▶ _BEREITGESTELLTER AUSZUG_:

= = = = =

Transparenzoffensive der Pharma-Industrie schwächelt

Vor einem Jahr wollte die Pharmaindustrie mit mehr Transparenz gegen
die lästigen Korruptionsvorwürfe vorgehen. Viele Ärzte machten mit.
Doch viele sehen sich nun am Pranger.

Berlin (dpa) - Schon nach einem Jahr hat die Transparenzoffensive der
Pharma-Industrie über umstrittene Zuwendungen an Ärzte einen herben
Rückschlag erlitten. Die Zustimmungsquote der Ärztinnen und Ärzte zur

namentlichen Veröffentlichung dieser Zuwendungen sei von rund einem
Drittel im Vorjahr auf rund ein Viertel in diesem Jahr gesunken,
erklärte die Hauptgeschäftsführerin des Verbandes der Forschenden
Arzneimittelhersteller (vfa), Birgit Fischer, am Mittwoch in Berlin.

Nach Schätzung des vfa und des Vereins «Freiwillige Selbstkontrolle
für die Arzneimittelindustrie» (FSA) umfassten die Leistungen von
Pharma-Unternehmen an Ärzte sowie weitere Fachkreise und
Institutionen der Medizin 2016 rund 562 Millionen Euro, gut zwei
Prozent weniger als im Vorjahr. Davon entfielen etwa 356 Millionen
Euro auf klinische Studien und die nach wie vor umstrittenen
Anwendungsbeobachtungen an Patienten. Rund 105 Millionen Euro flossen
in den Bereich Fortbildung und Vorträge und etwa 101 Millionen Euro
in die Unterstützung von Veranstaltungen und Institutionen.

= = = = =

▶ _ZU LÖSENDE AUFGABEN_:
1. Auf welchen Anteil ist laut dem Auszug zur Transparenzoffensive die Zustimmungsquote der Ärztinnen und Ärzte in diesem Jahr gesunken?
2. Bitte kopieren Sie aus dem Auszug zur Transparenzoffensive wortgetreu den Teil, der mit den Worten „namentlichen Veröffentlichung dieser“ einsetzt und mit „Mittwoch in Berlin.“ schließt.

▶ _ANGEZEIGTE INFORMATIONEN_:
= = = = =

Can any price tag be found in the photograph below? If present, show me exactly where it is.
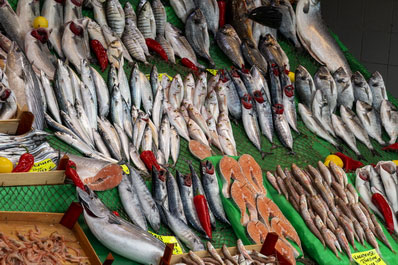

= = = = =

▶ _ANTWORTEN JE AUFGABE_:
1. Auf rund ein Viertel.

2.
namentlichen Veröffentlichung dieser Zuwendungen sei von rund einem
Drittel im Vorjahr auf rund ein Viertel in diesem Jahr gesunken,
erklärte die Hauptgeschäftsführerin des Verbandes der Forschenden
Arzneimittelhersteller (vfa), Birgit Fischer, am Mittwoch in Berlin.